» **INSTRUÇÕES DA TAREFA**:
Responda a estas perguntas com base no texto sobre a ADSE:
1. Quanto se prevê que totalizem os descontos dos beneficiários em 2016?
2. Quantas pessoas abrange atualmente o sistema?
3. Até que idade dos filhos se avalia estender o acesso à ADSE?

» **TEXTO FORNECIDO**:
Além da nova contribuição a criar em 2016, a ADSE prevê que os descontos dos beneficiários totalizem 596,63 milhões de euros, mais 8% do que em 2015. Este aumento resulta do facto de, no corrente ano, estar a ser eliminado o corte salarial aplicado aos funcionários públicos que recebem mais de 1500 euros (ilíquidos) por mês o que leva a que a taxa de desconto para a ADSE de 3,5% incida sobre uma remuneração mais elevada.
“No actual contexto remuneratório dos trabalhadores e aposentados e com a actual taxa de desconto de 3,5%, a que virão a acrescer as restantes receitas, deve a ADSE vir a registar, em 2016, um saldo positivo”, antecipa a direcção-geral no documento. Havendo um excedente, a direcção-geral defende que é “importante criar mecanismos flexíveis” que permitam usar esses saldos, sugerindo a alteração do regime de autonomia financeira do sistema.
Mais beneficiários no segundo semestre
Outra das medidas destinadas a melhorar a sustentabilidade do sistema (que actualmente abrange mais de 1,224 milhões de pessoas, entre funcionários públicos, aposentados e familiares) é o alargamento do universo de beneficiários.
A medida está prevista no Orçamento do Estado (OE) para 2016 e poderá concretizar-se ainda na segunda metade do ano. Esta é a convicção de Carlos Liberato Baptista, mas a decisão final caberá ao Governo e deverá ser tomada depois de a comissão da reforma da ADSE apresentar a sua proposta final sobre o modelo institucional e financeiro da ADSE.
No plano de actividades diz-se que está “em avaliação” o acréscimo significativo dos beneficiários da ADSE, respondendo a uma das recomendações deixadas pelo Tribunal de Contas nas auditorias que fez ao sistema. Em causa está a possibilidade de também os trabalhadores do sector empresarial do estado e de outras entidades públicas poderem beneficiar do sistema, assim como “os cônjuges dos beneficiários titulares, com idade inferior a 65 anos, e filhos até aos 30 anos [actualmente é até aos 26 anos]”.
Se isto se concretizar, refere-se no documento “constituirá uma relevante vantagem económica e financeira para a ADSE, que permitirá melhores custos médios e a manutenção de um financiamento significativo e adequado”.
Apesar de considerar excessivo que a ADSE seja financiada exclusivamente pelos seus beneficiários (embora não totalmente, uma vez que as autarquias e regiões autónomas ainda descontam, algo que deverá terminar este ano), a responsável pela gestão do sistema lembra que isso não significa que o desconto exigido aos beneficiários titulares seja desadequado.

Registos de uma coleção
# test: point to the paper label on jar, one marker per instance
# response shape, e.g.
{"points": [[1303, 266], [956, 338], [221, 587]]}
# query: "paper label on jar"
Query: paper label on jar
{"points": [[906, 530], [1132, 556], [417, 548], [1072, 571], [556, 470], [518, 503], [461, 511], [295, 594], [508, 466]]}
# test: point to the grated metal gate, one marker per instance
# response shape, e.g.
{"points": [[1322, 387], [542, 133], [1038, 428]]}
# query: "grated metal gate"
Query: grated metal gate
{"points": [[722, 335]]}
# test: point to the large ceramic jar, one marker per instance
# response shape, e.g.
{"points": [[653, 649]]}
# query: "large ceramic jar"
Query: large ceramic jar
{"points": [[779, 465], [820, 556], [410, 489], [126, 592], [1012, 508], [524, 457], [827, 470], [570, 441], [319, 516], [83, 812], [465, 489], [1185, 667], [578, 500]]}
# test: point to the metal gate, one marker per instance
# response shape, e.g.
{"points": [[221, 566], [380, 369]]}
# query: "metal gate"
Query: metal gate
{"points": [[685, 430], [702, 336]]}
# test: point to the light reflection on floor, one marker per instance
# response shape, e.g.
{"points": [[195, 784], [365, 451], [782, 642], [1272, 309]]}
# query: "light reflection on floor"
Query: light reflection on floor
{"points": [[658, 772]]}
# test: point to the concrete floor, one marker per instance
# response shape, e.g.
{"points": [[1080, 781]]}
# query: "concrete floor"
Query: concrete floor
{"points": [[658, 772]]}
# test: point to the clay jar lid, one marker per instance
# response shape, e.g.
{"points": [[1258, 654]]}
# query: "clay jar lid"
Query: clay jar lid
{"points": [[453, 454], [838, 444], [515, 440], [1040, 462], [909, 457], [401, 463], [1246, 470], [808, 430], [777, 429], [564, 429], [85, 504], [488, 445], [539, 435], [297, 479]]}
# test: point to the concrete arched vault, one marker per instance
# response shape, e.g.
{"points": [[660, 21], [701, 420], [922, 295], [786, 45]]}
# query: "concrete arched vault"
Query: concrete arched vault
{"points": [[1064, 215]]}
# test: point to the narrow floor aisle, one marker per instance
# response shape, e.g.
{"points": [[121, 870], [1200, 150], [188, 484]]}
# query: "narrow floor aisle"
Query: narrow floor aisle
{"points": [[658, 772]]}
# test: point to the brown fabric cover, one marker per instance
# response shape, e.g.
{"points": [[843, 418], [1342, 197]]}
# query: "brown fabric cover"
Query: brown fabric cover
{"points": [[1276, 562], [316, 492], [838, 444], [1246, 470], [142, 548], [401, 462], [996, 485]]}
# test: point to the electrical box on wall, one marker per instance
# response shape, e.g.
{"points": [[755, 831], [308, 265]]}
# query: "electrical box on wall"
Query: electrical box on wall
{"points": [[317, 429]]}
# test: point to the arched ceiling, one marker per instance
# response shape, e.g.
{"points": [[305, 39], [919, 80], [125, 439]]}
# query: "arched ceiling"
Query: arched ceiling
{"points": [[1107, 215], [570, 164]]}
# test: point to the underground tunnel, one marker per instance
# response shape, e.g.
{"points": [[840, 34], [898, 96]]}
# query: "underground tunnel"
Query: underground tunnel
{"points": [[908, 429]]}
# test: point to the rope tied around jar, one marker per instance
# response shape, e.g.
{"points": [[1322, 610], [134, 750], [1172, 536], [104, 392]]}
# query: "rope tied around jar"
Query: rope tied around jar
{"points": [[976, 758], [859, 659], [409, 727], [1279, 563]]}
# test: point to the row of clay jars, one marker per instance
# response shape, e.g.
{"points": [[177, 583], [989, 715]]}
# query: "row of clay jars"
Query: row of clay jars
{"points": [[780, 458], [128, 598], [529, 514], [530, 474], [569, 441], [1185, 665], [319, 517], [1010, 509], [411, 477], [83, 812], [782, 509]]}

» **RESOLUÇÃO**:
1. 596,63 milhões de euros, mais 8% do que em 2015.
2. Mais de 1,224 milhões de pessoas, entre funcionários públicos, aposentados e familiares.
3. Até aos 30 anos (atualmente é até aos 26 anos).